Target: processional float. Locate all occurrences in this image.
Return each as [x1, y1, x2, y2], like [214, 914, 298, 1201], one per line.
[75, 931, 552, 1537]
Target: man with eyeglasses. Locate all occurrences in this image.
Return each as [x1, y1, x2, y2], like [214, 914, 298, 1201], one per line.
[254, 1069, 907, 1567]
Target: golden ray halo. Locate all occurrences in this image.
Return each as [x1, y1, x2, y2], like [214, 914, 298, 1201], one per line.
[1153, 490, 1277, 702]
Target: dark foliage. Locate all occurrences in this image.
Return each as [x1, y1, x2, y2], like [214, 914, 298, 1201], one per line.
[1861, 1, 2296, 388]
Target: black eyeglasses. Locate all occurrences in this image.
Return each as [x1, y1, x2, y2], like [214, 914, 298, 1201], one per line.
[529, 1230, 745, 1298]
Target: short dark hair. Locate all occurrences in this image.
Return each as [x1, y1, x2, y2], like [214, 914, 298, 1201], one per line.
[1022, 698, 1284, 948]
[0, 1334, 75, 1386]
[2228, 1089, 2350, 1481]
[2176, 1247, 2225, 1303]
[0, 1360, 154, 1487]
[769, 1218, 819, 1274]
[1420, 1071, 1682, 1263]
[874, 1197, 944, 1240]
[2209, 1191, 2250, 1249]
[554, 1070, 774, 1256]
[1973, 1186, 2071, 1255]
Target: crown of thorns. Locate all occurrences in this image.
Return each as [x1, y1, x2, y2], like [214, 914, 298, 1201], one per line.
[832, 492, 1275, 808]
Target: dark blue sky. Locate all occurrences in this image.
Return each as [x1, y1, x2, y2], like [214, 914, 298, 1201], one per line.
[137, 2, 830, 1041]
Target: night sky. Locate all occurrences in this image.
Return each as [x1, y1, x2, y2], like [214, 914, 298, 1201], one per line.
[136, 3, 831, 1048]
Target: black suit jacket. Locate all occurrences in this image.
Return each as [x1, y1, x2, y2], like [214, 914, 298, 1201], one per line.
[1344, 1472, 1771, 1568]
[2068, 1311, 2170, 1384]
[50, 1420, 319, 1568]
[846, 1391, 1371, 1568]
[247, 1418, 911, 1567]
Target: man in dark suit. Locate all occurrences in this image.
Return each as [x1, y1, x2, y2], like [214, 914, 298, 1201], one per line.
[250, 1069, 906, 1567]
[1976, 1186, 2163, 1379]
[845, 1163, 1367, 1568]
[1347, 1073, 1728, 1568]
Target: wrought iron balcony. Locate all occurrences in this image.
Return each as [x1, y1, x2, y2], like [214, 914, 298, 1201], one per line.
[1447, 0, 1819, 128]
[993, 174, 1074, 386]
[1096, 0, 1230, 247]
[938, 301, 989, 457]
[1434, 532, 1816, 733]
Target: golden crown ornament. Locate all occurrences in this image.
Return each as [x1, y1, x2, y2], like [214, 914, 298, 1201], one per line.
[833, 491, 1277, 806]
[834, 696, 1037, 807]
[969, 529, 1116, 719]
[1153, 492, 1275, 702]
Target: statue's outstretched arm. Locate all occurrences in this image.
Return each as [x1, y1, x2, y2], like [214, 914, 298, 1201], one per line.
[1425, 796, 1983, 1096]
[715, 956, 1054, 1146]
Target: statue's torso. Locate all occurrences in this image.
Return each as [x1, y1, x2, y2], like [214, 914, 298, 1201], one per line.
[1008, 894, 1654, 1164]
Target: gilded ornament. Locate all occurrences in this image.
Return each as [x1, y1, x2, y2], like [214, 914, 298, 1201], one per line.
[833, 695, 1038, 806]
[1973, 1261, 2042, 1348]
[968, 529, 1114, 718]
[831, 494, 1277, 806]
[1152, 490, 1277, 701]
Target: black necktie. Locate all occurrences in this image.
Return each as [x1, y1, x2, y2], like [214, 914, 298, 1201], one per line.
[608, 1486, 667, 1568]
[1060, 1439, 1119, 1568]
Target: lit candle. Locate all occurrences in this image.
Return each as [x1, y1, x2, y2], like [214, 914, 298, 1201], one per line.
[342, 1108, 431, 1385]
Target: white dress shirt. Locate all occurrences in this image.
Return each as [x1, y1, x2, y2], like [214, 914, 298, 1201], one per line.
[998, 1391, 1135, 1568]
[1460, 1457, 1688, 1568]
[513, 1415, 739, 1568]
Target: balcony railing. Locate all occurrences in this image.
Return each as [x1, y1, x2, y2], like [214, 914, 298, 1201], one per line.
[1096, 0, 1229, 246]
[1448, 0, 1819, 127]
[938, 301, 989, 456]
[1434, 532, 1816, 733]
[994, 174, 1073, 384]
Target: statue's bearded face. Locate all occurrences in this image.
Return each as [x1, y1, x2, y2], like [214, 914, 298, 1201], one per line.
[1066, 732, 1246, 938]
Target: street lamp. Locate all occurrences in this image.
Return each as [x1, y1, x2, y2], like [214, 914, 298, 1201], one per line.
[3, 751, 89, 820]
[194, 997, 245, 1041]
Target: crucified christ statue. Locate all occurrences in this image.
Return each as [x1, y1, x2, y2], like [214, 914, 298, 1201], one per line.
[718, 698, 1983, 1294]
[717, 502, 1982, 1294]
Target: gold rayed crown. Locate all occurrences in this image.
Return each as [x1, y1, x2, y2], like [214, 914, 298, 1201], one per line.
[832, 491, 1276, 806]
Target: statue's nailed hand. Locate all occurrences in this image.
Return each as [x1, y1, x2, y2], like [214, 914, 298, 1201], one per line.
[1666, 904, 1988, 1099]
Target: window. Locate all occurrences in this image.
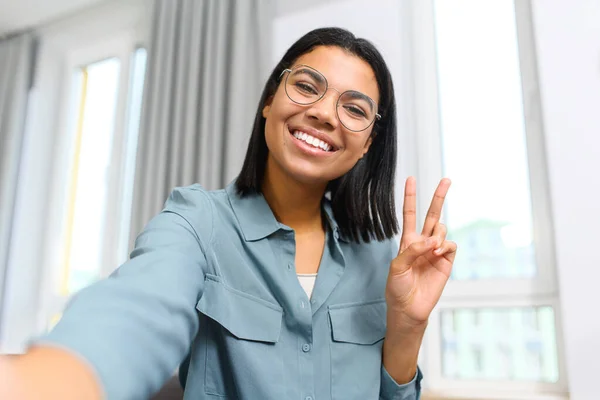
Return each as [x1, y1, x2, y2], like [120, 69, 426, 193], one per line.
[440, 307, 558, 382]
[0, 2, 148, 354]
[411, 0, 567, 397]
[41, 34, 147, 331]
[58, 47, 146, 296]
[62, 57, 122, 295]
[436, 0, 536, 283]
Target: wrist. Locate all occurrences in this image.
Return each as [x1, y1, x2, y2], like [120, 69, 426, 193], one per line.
[384, 325, 426, 350]
[382, 331, 423, 384]
[386, 308, 429, 336]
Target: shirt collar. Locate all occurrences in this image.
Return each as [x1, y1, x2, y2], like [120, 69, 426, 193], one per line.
[322, 197, 348, 243]
[226, 181, 348, 243]
[226, 182, 282, 241]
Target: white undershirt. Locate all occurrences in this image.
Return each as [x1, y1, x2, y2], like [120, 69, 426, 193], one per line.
[297, 273, 317, 299]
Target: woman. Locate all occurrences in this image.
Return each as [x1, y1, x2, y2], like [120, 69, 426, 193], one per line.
[1, 27, 456, 400]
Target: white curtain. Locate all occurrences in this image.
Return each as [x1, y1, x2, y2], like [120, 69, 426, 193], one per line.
[129, 0, 273, 245]
[0, 32, 37, 322]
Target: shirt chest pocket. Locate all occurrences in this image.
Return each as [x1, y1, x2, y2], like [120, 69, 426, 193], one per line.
[196, 275, 285, 398]
[328, 299, 387, 400]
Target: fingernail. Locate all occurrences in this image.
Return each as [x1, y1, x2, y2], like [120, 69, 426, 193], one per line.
[434, 247, 443, 255]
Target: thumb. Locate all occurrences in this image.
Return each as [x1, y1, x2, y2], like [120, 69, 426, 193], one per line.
[390, 237, 439, 275]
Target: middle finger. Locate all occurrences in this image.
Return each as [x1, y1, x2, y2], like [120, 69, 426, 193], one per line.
[421, 178, 451, 236]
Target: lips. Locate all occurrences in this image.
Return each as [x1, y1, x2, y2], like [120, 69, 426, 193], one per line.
[287, 125, 339, 151]
[291, 130, 333, 152]
[286, 127, 338, 158]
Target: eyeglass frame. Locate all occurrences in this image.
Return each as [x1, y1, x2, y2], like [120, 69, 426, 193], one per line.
[278, 65, 382, 132]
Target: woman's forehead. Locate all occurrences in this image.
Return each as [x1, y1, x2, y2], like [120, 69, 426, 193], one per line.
[292, 46, 379, 102]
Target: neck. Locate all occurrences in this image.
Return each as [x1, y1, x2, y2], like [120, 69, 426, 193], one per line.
[262, 156, 327, 234]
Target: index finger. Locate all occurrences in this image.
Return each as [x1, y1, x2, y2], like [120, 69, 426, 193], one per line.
[402, 176, 417, 236]
[421, 178, 451, 236]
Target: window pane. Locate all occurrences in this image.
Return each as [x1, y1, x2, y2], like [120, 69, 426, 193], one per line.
[441, 307, 559, 382]
[434, 0, 536, 279]
[63, 57, 121, 294]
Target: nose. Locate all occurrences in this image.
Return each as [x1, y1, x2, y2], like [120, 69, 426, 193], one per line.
[305, 89, 339, 129]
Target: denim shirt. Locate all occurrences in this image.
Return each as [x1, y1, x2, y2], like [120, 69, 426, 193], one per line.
[39, 183, 423, 400]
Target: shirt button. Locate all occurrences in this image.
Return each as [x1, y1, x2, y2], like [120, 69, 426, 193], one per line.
[300, 300, 306, 309]
[287, 263, 293, 270]
[306, 396, 313, 400]
[302, 343, 311, 352]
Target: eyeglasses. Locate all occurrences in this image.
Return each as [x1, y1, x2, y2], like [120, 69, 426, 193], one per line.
[278, 65, 381, 132]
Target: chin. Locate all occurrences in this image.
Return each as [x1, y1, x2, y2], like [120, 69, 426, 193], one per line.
[287, 166, 331, 185]
[285, 159, 349, 187]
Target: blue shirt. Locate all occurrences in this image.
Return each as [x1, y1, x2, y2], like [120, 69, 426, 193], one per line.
[39, 183, 423, 399]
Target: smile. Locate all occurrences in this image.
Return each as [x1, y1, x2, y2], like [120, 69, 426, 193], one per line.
[290, 130, 334, 152]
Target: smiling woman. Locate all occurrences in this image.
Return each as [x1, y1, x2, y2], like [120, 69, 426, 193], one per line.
[1, 27, 456, 400]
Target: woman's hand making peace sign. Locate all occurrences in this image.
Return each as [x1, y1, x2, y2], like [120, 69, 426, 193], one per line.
[385, 177, 458, 330]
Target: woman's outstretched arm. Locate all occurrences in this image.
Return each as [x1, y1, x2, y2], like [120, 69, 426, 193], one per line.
[1, 186, 213, 400]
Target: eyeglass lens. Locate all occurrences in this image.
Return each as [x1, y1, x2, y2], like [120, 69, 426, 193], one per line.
[285, 66, 377, 132]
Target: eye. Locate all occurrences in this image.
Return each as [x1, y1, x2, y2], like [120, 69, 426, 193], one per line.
[343, 104, 368, 118]
[295, 82, 319, 95]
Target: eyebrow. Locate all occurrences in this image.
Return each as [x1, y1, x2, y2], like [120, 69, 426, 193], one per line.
[294, 67, 327, 87]
[343, 90, 375, 112]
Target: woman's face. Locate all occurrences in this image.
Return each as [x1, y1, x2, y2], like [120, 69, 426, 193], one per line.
[262, 46, 380, 185]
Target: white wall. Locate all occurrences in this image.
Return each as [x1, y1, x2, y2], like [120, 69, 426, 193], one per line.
[0, 0, 105, 36]
[531, 1, 600, 399]
[273, 0, 341, 17]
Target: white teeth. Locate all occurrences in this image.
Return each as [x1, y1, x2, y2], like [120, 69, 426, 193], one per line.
[292, 130, 333, 152]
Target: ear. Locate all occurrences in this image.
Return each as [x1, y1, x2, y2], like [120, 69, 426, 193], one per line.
[262, 96, 274, 118]
[360, 136, 373, 158]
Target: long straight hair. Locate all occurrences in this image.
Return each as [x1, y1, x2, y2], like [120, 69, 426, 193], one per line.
[236, 27, 398, 243]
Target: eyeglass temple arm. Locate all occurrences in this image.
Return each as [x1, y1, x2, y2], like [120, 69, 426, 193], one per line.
[279, 69, 292, 79]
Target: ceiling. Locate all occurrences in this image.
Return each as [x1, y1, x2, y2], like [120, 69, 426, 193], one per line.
[0, 0, 105, 36]
[0, 0, 349, 37]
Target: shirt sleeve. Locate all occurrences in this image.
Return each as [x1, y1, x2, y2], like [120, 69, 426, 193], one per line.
[380, 365, 423, 400]
[32, 187, 212, 400]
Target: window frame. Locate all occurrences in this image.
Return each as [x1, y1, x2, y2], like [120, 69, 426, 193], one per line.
[36, 30, 144, 334]
[406, 0, 568, 397]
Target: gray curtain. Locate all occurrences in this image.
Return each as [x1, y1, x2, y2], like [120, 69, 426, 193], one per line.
[0, 32, 36, 318]
[130, 0, 273, 244]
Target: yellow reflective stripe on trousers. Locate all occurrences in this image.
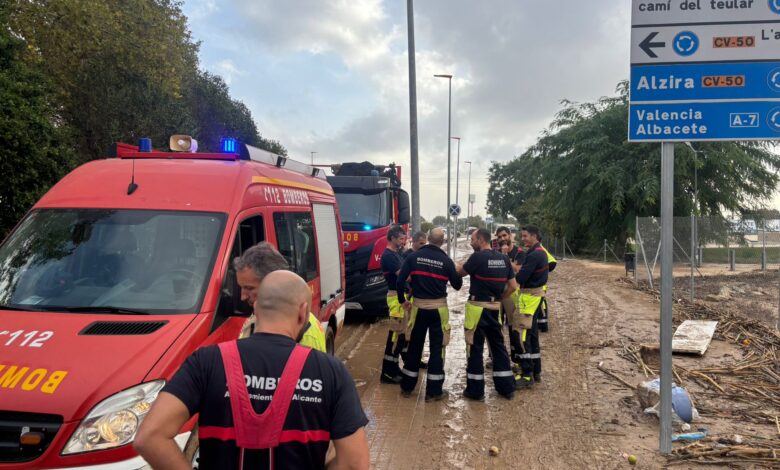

───

WHAT TO PRODUCE
Go through the records and show every line with the string "face" in it.

EXERCISE SOLUTION
Target: statue's bearded face. Locate all occurrences in this image.
Target: woman's face. Locate all occurrences in this image.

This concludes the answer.